Task prompt — Among the lines of this listing, count those that include "number" and state the count by itself.

(Given records begins)

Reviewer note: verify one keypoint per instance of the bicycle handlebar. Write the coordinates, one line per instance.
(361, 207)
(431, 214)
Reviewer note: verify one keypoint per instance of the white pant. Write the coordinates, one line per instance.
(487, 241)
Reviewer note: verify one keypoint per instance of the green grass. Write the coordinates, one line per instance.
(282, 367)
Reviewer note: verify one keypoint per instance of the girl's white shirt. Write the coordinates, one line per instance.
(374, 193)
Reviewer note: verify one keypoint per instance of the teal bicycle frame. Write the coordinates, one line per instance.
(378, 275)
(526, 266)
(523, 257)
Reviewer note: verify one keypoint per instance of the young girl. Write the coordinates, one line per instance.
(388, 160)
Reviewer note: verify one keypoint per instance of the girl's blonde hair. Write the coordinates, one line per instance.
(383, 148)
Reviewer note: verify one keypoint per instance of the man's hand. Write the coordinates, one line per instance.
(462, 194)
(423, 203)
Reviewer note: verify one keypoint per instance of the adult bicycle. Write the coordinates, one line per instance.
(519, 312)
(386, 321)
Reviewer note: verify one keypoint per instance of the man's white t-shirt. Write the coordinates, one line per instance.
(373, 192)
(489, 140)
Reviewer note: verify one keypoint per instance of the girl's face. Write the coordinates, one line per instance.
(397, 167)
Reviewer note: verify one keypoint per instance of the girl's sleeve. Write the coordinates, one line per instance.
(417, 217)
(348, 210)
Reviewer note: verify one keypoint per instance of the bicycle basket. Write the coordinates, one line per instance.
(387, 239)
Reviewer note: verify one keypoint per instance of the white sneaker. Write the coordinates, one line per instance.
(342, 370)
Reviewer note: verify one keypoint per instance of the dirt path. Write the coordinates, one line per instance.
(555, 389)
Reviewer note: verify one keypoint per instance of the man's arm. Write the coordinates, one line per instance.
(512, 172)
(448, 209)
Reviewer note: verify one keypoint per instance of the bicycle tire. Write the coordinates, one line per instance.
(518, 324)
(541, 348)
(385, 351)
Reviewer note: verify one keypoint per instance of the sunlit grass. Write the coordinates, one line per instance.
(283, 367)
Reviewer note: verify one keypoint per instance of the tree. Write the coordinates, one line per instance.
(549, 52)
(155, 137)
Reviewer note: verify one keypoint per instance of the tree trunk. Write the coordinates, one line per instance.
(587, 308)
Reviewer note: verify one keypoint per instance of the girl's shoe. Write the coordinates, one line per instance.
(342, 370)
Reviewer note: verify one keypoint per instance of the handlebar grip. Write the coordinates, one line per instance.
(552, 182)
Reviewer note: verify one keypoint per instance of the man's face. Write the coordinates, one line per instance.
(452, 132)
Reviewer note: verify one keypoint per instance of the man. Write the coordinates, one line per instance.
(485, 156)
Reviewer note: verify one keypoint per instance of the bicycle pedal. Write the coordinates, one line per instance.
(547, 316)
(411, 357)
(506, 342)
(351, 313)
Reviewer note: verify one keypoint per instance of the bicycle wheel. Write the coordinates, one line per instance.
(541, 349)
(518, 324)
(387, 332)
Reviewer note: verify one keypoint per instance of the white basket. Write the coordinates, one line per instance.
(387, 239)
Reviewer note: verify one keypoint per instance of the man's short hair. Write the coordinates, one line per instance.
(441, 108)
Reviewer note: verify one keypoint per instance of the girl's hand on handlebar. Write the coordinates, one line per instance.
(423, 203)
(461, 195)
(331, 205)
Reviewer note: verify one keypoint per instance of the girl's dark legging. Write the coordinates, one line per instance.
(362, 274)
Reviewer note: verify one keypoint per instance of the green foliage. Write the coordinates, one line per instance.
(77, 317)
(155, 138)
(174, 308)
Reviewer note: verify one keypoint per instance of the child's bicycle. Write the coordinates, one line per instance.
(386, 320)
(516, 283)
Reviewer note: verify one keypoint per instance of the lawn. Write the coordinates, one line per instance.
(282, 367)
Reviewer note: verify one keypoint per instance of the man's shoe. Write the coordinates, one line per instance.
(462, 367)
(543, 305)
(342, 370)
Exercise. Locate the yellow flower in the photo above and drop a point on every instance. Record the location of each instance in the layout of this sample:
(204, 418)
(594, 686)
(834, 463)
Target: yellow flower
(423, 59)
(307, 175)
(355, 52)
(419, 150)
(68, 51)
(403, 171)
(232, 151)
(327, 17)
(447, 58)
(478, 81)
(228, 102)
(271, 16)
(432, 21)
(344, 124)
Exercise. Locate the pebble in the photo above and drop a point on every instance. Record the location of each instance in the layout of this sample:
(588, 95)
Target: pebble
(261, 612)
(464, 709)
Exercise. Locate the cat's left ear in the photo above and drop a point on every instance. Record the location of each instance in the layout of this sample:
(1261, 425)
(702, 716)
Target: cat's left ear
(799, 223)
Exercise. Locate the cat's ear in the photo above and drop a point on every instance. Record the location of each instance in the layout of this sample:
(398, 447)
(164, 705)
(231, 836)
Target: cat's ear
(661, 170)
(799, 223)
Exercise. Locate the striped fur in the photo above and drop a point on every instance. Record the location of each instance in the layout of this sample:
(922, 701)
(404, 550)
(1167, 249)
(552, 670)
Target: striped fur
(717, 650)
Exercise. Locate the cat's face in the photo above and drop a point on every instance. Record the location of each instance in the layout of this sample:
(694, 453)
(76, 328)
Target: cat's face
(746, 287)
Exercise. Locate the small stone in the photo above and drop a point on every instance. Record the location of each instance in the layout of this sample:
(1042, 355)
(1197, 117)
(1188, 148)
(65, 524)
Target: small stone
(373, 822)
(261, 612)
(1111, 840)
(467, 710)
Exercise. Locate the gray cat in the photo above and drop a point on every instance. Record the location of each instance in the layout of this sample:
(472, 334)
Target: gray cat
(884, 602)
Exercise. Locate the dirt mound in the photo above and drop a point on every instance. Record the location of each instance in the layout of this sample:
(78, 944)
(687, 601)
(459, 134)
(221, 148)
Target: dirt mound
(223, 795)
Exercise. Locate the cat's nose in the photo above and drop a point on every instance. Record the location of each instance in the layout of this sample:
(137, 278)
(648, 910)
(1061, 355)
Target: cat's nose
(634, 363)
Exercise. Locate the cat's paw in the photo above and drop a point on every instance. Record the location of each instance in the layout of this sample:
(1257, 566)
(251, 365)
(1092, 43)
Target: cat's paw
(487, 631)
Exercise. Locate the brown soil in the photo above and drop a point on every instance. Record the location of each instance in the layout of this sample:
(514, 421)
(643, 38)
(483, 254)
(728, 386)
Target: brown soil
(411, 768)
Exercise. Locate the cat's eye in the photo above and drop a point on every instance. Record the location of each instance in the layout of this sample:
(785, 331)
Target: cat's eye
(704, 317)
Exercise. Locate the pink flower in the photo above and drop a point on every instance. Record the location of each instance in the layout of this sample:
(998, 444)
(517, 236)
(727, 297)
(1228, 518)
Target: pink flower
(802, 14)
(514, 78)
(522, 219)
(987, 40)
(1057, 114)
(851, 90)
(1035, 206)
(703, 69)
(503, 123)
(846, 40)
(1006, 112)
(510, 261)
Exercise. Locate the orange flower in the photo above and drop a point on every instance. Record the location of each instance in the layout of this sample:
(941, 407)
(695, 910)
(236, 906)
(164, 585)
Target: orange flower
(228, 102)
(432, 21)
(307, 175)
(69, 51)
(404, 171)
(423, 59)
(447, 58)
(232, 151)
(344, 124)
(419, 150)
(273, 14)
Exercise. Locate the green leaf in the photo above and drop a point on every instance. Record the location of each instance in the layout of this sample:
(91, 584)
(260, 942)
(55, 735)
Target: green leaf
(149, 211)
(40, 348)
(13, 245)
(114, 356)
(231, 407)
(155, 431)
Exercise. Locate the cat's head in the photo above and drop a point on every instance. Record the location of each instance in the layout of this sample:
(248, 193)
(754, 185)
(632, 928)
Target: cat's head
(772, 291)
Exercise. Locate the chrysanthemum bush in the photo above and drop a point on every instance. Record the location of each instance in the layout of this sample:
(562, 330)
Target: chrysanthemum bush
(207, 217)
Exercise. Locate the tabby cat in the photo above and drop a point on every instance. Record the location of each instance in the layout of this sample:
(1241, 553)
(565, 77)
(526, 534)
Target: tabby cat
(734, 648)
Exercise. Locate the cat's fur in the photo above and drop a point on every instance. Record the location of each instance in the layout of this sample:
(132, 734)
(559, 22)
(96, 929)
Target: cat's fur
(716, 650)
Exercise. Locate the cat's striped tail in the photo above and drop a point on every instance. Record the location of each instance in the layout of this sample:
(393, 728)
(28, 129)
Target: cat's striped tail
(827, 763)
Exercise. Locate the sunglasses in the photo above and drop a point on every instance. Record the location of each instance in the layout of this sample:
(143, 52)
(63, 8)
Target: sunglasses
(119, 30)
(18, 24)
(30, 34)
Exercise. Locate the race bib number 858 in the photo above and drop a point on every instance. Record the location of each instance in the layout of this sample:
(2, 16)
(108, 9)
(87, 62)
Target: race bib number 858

(Given records ends)

Response for this exercise — 2